-------- Provided text
Our review of a commitment pursuant to the SVPA is narrow.  V.A., supra, 357 N.J.Super. at 63.   The judge's determination is given the “ ‘utmost deference’ and modified only where the record reveals a clear abuse of discretion.”  Ibid. (quoting In re Commitment of J.P., 339 N.J.Super. 443, 459 (App.Div.2001)).   The record shows no such abuse with respect to the order under review.   This order of continued commitment is adequately supported by the record and consistent with controlling legal principles.   R. 2:11–3(e)(1)(A).

S.M.'s predicate offense is detailed in this court's decision affirming his commitment pursuant to the SVPA. In re Commitment of S.B.M., No. A–2105–09 (App. Div. June 2, 2010) (slip op. at 2–3).   In addition to the predicate offense, in March of 1986 S.M. was charged with attempted rape, assault, and criminal possession of a weapon, and sentenced to a prison term not to exceed five years.   In December 1988, he was charged with first-degree rape in Buffalo, New York, and pled guilty to third-degree attempted burglary.   That conviction stemmed from an incident in which he choked and held a woman at gunpoint, then raped her, after he followed her into her apartment.   In January of 1993, S.M. was charged with aggravated sexual assault and weapons offenses after raping another woman at knifepoint.   S.M. pled guilty to lesser charges.

S.M. was initially committed to the STU by order of March 20, 2003.   Prior orders continuing his commitment were entered on March 29, 2004, August 1, 2005, December 20, 2007, November 5, 2008, December 14, 2009, October 8, 2010, and June 27, 2012.   S.M. appealed the August 1, 2005 decision, and it was affirmed by the Appellate Division, A–6426–04.   He appealed the December 20, 2007 decision, and his recommitment was reversed and remanded for a new hearing before a different judge by an opinion of September 3, 2008, A–2384–07.   His November 5, 2008 recommitment was affirmed by our opinion of June 22, 2009, A–1703–08.   He appealed the December 14, 2009 decision, which was affirmed in June 2010, A–2105–09.
----------------
-------- Data listing
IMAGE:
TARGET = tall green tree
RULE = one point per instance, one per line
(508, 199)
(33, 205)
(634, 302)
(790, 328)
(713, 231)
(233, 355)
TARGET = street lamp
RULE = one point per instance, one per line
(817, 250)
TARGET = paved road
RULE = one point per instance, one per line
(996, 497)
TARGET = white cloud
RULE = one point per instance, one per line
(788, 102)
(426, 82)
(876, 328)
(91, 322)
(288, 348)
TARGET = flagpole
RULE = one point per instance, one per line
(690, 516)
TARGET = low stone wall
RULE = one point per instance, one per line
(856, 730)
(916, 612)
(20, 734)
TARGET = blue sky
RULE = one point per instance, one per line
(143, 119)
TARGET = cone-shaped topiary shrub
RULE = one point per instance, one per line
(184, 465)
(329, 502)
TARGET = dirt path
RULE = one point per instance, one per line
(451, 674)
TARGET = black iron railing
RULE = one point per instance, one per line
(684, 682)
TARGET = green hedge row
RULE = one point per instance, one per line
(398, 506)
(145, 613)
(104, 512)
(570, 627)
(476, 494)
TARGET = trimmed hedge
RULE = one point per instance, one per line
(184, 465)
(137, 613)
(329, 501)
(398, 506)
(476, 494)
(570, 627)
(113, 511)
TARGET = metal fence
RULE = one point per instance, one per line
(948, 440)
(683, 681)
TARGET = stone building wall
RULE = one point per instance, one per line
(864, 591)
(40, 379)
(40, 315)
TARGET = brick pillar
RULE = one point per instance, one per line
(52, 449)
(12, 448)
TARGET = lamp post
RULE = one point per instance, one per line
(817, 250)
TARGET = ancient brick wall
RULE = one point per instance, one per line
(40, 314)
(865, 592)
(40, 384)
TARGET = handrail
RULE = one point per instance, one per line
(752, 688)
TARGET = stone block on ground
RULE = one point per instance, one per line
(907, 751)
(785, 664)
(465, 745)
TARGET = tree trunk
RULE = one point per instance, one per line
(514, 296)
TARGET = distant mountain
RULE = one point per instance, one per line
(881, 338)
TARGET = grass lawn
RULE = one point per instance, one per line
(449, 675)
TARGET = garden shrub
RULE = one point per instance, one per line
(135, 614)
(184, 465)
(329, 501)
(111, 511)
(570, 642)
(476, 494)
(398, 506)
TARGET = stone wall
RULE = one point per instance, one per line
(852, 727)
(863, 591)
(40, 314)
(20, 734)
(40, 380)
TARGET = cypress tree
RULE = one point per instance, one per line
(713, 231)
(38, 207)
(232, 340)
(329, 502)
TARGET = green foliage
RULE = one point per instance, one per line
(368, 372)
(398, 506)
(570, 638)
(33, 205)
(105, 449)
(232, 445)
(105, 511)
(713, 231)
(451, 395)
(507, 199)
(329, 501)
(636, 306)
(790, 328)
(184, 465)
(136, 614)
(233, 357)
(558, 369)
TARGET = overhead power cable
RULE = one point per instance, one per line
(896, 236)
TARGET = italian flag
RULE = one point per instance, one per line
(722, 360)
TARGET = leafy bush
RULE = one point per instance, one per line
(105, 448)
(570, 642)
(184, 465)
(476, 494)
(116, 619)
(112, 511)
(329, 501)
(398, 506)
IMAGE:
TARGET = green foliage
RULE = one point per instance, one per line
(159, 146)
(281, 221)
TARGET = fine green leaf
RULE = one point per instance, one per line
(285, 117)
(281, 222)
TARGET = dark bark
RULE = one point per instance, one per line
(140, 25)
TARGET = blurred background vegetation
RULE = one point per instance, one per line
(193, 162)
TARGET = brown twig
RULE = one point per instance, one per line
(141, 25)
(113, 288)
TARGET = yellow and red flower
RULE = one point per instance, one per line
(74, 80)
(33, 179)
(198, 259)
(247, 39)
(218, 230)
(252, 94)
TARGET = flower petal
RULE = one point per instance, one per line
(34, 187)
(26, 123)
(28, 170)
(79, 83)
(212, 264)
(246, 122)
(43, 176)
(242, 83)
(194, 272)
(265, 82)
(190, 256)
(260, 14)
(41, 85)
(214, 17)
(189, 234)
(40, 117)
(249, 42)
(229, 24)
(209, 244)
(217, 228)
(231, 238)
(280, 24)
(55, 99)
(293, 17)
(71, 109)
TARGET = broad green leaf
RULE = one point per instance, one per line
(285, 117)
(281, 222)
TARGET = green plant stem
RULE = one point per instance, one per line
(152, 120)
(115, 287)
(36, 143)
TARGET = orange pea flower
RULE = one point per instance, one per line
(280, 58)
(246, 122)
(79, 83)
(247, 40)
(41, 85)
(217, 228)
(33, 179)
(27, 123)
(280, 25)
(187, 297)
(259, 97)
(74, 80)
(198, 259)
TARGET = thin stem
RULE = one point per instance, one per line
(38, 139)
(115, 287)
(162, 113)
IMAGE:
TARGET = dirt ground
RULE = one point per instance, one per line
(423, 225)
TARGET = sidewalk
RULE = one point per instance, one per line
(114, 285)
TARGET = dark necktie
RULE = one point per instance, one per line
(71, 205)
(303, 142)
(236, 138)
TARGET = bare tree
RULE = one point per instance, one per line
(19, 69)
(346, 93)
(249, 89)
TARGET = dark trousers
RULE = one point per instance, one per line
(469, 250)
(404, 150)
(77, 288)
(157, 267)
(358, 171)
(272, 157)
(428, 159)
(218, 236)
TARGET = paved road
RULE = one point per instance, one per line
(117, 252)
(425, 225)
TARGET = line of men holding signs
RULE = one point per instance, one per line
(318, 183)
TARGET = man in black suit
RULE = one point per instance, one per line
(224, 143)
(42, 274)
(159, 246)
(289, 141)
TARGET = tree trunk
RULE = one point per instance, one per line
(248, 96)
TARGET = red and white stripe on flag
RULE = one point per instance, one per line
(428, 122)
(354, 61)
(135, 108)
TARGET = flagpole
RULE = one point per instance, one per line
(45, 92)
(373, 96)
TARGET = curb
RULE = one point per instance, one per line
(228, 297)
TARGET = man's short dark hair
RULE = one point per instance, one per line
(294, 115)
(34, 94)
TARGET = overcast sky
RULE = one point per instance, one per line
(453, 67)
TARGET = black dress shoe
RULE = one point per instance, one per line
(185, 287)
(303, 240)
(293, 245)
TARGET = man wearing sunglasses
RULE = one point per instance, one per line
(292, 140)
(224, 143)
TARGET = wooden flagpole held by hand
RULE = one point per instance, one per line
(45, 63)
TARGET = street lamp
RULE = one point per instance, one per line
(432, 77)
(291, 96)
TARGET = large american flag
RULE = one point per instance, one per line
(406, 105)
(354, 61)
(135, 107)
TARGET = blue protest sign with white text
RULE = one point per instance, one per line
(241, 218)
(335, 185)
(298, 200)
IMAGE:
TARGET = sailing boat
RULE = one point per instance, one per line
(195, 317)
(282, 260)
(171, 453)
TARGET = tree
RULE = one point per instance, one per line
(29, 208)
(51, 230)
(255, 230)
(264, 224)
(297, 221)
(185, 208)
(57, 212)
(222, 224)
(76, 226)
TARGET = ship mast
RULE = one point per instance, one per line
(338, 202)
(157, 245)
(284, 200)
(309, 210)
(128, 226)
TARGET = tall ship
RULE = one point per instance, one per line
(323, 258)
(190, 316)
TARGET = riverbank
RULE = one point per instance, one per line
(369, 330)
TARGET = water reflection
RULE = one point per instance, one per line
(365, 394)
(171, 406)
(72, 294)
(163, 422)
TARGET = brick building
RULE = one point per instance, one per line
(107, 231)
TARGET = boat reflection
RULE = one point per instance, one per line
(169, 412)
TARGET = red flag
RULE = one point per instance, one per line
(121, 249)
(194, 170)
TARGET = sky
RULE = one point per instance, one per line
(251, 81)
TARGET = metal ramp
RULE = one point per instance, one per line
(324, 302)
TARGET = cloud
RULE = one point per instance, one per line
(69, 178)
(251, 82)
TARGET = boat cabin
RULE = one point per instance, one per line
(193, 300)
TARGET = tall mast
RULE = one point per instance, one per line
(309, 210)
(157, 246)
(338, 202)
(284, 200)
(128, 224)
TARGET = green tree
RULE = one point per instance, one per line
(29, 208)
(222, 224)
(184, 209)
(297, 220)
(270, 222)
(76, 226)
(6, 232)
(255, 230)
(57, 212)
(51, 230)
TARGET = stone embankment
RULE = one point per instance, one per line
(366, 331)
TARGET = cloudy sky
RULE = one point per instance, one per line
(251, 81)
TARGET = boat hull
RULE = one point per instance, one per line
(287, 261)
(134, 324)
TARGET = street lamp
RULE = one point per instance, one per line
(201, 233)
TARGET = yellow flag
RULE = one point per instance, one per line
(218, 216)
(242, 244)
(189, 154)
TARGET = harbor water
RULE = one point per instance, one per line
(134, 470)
----------------
#### Using the information
A. Transcribe the court excerpt between "Our review of" and "principles.   R. 2:11–3(e)(1)(A).", inclusive.
B. According to the court excerpt, why does the court leave the order of continued commitment unchanged? Answer in one to three sentences.

#### Outputs by task
A.
Our review of a commitment pursuant to the SVPA is narrow.  V.A., supra, 357 N.J.Super. at 63.   The judge's determination is given the “ ‘utmost deference’ and modified only where the record reveals a clear abuse of discretion.”  Ibid. (quoting In re Commitment of J.P., 339 N.J.Super. 443, 459 (App.Div.2001)).   The record shows no such abuse with respect to the order under review.   This order of continued commitment is adequately supported by the record and consistent with controlling legal principles.   R. 2:11–3(e)(1)(A).

B. The judge's determination gets the utmost deference and is modified only where the record reveals a clear abuse of discretion, and the record shows no such abuse. The order is also adequately supported by the record and consistent with controlling legal principles.